INSTRUCTIONS TO FOLLOW: Give back exactly the lines of the entries below from the line with "box: [175, 68, 366, 281]" to the line with "positive clicks: (341, 170) (340, 189)", inclusive, and only those.

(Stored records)
════════════════════

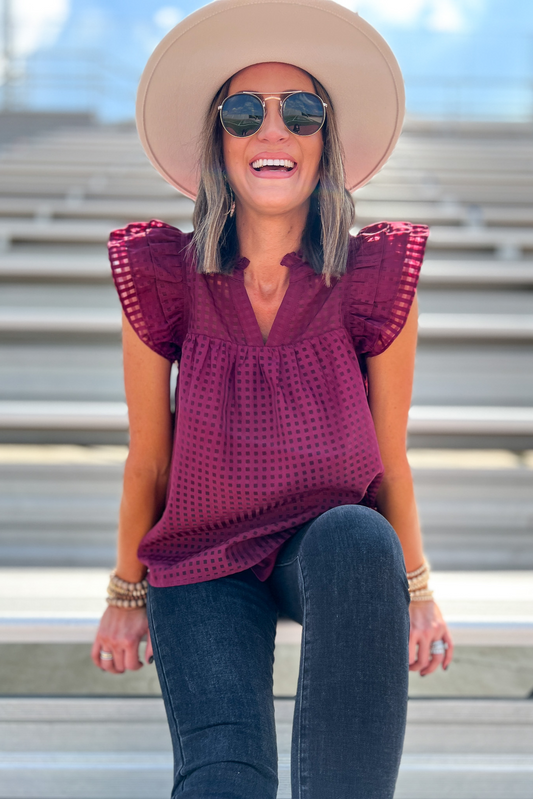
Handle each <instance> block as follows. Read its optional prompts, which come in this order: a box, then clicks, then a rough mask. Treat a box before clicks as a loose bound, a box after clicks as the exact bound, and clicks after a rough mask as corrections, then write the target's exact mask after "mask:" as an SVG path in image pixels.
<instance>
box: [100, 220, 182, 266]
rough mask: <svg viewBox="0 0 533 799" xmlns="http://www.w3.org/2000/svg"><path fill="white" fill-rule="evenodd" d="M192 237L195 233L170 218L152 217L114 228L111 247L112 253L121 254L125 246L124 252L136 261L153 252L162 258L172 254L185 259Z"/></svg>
mask: <svg viewBox="0 0 533 799" xmlns="http://www.w3.org/2000/svg"><path fill="white" fill-rule="evenodd" d="M191 238H192V233H183V232H182V231H181V230H179V228H176V227H173V226H172V225H168V224H167V223H166V222H161V221H160V220H159V219H152V220H150V221H149V222H132V223H131V224H129V225H127V226H126V227H125V228H119V229H117V230H113V231H112V232H111V234H110V236H109V243H108V248H109V251H110V254H119V253H120V251H121V250H122V251H123V253H124V255H127V256H128V257H129V259H130V260H131V259H133V260H135V261H137V260H138V256H139V255H143V256H144V257H145V258H148V257H151V256H152V255H153V256H155V257H157V258H158V259H159V260H161V259H163V260H164V258H165V256H169V257H172V258H173V259H176V258H178V259H179V260H180V261H183V260H184V259H185V256H186V253H187V247H188V245H189V243H190V241H191Z"/></svg>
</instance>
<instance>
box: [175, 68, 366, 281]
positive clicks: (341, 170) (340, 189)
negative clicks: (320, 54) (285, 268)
mask: <svg viewBox="0 0 533 799" xmlns="http://www.w3.org/2000/svg"><path fill="white" fill-rule="evenodd" d="M309 77H310V78H311V80H312V81H313V85H314V87H315V92H316V94H318V96H319V97H320V98H321V99H322V100H323V101H324V102H325V103H327V106H328V108H327V113H326V122H325V124H324V127H323V128H322V136H323V140H324V147H323V150H322V157H321V160H320V166H319V181H318V184H317V187H316V189H315V190H314V192H313V194H312V195H311V202H310V206H309V213H308V216H307V222H306V226H305V228H304V232H303V235H302V241H301V249H302V251H303V254H304V257H305V259H306V260H307V261H308V262H309V264H310V265H311V266H312V268H313V269H314V270H315V272H316V273H317V274H322V275H323V276H324V280H325V282H326V284H327V285H330V282H331V278H332V277H340V276H341V275H342V274H344V272H345V270H346V259H347V256H348V243H349V233H350V228H351V227H352V226H353V224H354V221H355V209H354V203H353V199H352V196H351V194H350V193H349V192H348V191H347V189H346V188H345V176H344V163H343V153H342V145H341V141H340V138H339V133H338V129H337V124H336V120H335V112H334V109H333V106H332V104H331V100H330V97H329V95H328V93H327V91H326V90H325V89H324V87H323V86H322V84H321V83H319V81H317V80H316V79H315V78H313V76H312V75H310V76H309ZM230 83H231V78H230V79H229V80H227V81H226V83H224V85H223V86H221V87H220V89H219V90H218V92H217V93H216V95H215V97H214V98H213V101H212V103H211V106H210V108H209V111H208V112H207V115H206V120H205V125H204V133H203V137H202V142H201V154H200V186H199V189H198V197H197V200H196V205H195V209H194V216H193V225H194V235H193V238H192V241H191V245H190V246H191V248H192V251H193V252H194V254H195V258H196V264H197V269H198V271H199V272H202V273H204V274H210V273H216V272H221V273H225V274H229V273H231V272H232V270H233V267H234V265H235V262H236V259H237V257H238V255H239V242H238V239H237V229H236V225H235V217H234V216H233V217H230V215H229V212H230V208H231V201H232V195H231V192H230V187H229V184H228V182H227V180H226V174H225V167H224V155H223V148H222V125H221V123H220V117H219V111H218V107H219V105H220V104H221V103H222V102H223V100H225V98H226V97H227V96H228V93H229V87H230Z"/></svg>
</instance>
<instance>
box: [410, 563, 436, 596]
mask: <svg viewBox="0 0 533 799" xmlns="http://www.w3.org/2000/svg"><path fill="white" fill-rule="evenodd" d="M429 574H430V566H429V563H428V562H427V560H426V559H425V558H424V562H423V564H422V565H421V566H419V567H418V569H415V570H414V571H412V572H407V582H408V583H409V595H410V597H411V602H429V601H430V600H432V599H433V591H431V589H430V588H428V582H429Z"/></svg>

════════════════════

EXERCISE ANSWER:
box: [175, 68, 366, 281]
positive clicks: (341, 170) (340, 189)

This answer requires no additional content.